Young Olivia Stiebel poses with her father and sister Alex on Halloween, 2001. Photo Credit: Olivia Stiebel

Ghouls, gremlins, witches…and high schoolers? Though Halloween has long been associated with smaller children vying for candy in their dainty princess outfits or superhero get-ups, many Flint Hill Upper School students are not quite ready to abandon this annual tradition.

For students looking to reminisce about the past or simply have fun with friends, Halloween remains a pastime celebrated by all ages. Whether dressing up in a costume or passing out candy at home, Upper School students participate in several different Halloween-related activities each year.

“My friends and I dressed up as little children in onesies with pigtails and [trick-or-treated] in the neighborhood last year,” said senior Sarah Al-Qatou. “We wanted to look back on our childhood and get candy.”

For another student, Halloween fun has traveled with her from Germany to Italy and then to the United States.

Having moved from nation to nation, senior Ashley Wert is able to compare festivities and candies from a multitude of places. Originally, Halloween was not celebrated in much of Europe due to its ties to the Lutheran Church, according to an article published by Spiegel Online. By the 1990s, however, the holiday experienced an increase in popularity worldwide due to influence from North American nations.

Enjoying the community approach to the holiday present in the United States especially, Wert recognizes differences in each country’s festivities but agrees that many traditions are universal.

=== Dataset records ===

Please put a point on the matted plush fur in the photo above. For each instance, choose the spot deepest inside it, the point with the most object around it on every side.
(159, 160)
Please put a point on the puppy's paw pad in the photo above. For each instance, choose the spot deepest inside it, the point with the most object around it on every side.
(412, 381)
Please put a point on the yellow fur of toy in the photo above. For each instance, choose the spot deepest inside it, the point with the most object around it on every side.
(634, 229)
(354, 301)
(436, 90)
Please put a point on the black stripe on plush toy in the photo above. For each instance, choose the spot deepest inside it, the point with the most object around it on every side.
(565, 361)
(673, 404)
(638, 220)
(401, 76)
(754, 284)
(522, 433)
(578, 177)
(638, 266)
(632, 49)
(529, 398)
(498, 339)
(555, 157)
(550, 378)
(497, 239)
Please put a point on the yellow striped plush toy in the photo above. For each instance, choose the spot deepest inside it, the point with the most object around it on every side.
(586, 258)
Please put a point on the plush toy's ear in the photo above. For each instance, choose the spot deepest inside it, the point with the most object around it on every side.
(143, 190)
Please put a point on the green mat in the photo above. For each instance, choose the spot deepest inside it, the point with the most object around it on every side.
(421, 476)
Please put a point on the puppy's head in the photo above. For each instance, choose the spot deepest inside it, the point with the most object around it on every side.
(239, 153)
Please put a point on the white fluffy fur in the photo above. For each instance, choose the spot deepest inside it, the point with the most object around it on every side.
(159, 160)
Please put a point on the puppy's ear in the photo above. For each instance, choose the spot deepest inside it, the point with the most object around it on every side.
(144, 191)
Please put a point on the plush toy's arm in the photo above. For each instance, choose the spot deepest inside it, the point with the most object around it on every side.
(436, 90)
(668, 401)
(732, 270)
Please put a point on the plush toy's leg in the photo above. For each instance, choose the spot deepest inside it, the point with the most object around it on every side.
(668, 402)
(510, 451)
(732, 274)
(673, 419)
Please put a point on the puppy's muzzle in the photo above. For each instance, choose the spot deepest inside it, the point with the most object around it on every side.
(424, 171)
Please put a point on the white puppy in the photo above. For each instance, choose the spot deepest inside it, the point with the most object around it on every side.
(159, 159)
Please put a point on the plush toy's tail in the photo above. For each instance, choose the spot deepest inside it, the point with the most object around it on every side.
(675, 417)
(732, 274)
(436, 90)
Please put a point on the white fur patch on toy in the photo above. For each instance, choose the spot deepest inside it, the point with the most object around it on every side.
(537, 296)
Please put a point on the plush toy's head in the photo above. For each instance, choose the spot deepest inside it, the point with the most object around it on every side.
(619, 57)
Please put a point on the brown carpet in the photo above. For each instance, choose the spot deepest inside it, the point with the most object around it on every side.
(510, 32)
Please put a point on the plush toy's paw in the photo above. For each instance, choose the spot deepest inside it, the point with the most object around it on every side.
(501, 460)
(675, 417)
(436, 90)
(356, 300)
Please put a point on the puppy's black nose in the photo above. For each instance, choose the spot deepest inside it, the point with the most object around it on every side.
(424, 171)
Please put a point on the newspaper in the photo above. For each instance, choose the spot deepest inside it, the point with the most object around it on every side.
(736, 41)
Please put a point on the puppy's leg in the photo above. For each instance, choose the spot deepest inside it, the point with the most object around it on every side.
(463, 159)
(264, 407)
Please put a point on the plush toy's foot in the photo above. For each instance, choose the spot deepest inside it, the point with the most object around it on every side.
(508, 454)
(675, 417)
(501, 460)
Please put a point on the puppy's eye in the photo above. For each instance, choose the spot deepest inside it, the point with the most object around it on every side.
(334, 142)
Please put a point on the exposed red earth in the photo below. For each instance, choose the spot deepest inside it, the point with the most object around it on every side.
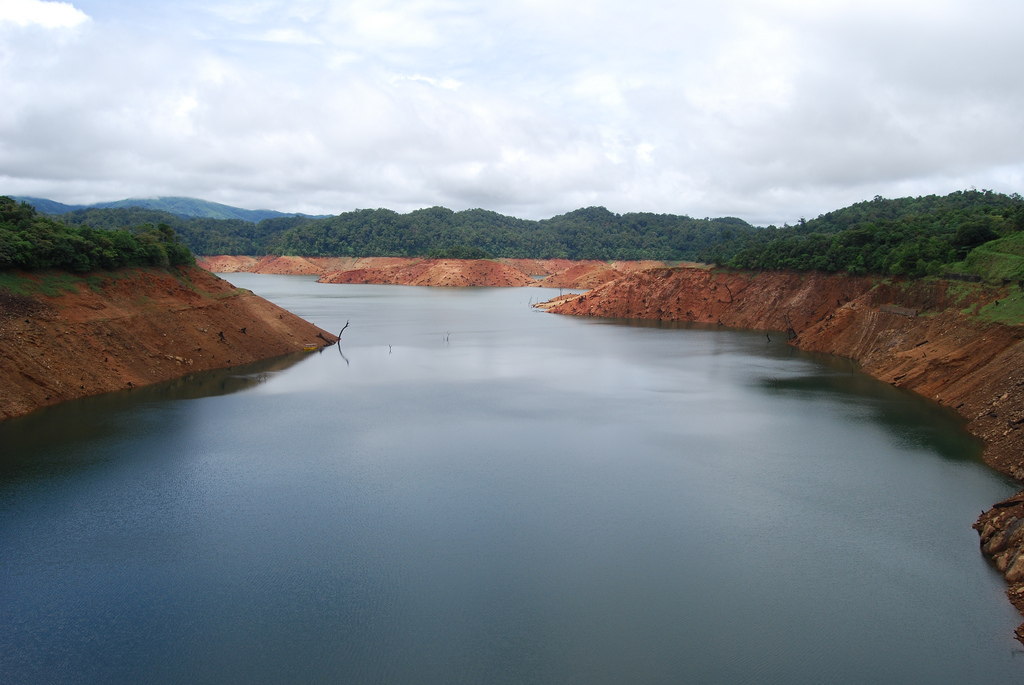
(444, 272)
(920, 336)
(114, 331)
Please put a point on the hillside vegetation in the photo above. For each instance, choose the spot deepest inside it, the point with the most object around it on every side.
(968, 231)
(31, 241)
(914, 237)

=== Task list ===
a - From the Halloween article, write out the stretch from "Ghouls, gremlins, witches…and" through "the United States.".
b - According to the Halloween article, why was Halloween originally not celebrated in much of Europe, and what led to its rise in popularity by the 1990s?
c - Go on with the Halloween article from the point where it stops.
The entries aren't needed for this work.

=== Task answers ===
a -
Ghouls, gremlins, witches…and high schoolers? Though Halloween has long been associated with smaller children vying for candy in their dainty princess outfits or superhero get-ups, many Flint Hill Upper School students are not quite ready to abandon this annual tradition.

For students looking to reminisce about the past or simply have fun with friends, Halloween remains a pastime celebrated by all ages. Whether dressing up in a costume or passing out candy at home, Upper School students participate in several different Halloween-related activities each year.

“My friends and I dressed up as little children in onesies with pigtails and [trick-or-treated] in the neighborhood last year,” said senior Sarah Al-Qatou. “We wanted to look back on our childhood and get candy.”

For another student, Halloween fun has traveled with her from Germany to Italy and then to the United States.

b - Halloween was originally not celebrated in much of Europe because of its ties to the Lutheran Church. By the 1990s, influence from North American nations had made it more popular worldwide.

c -
“Both Germany and Italy [celebrate] Halloween but only about half or two-thirds of the people participate in holiday festivities, like giving candy,” said Wert. “I like [Halloween] here better because it’s celebrated by more people and there’s variety in decorations and candy.”

Despite the excitement Halloween provides for some, other Upper School students no longer trick-or-treat, believing the holiday is for small children and their families. Nonetheless, several remain involved in holiday-related activities, such as offering candy to each passerby.

“I pass out candy to the trick-or-treaters at my house,” said senior Olivia Stiebel. “When I was little, I loved dressing up. Now I have too much homework and Halloween really doesn’t affect me as much.”

Current-day seniors Charlotte Sadar, left. and Alexandra Cline, right, smile in a Halloween photo from 2001. Photo Credit: Charlotte Sadar

Current-day seniors Charlotte Sadar, left and Alexandra Cline, right, smile in a Halloween photo from 2001. Photo Credit: Charlotte Sadar

Though some students do still trick-or-treat, others believe high school students have surpassed the appropriate age to dress in costume and ask for candy.

“Last year I went as Black Dynamite, a comic book character,” said senior Christophe Simpson. “I liked going from house to house and getting candy, but now I think I’m too old to trick-or-treat.”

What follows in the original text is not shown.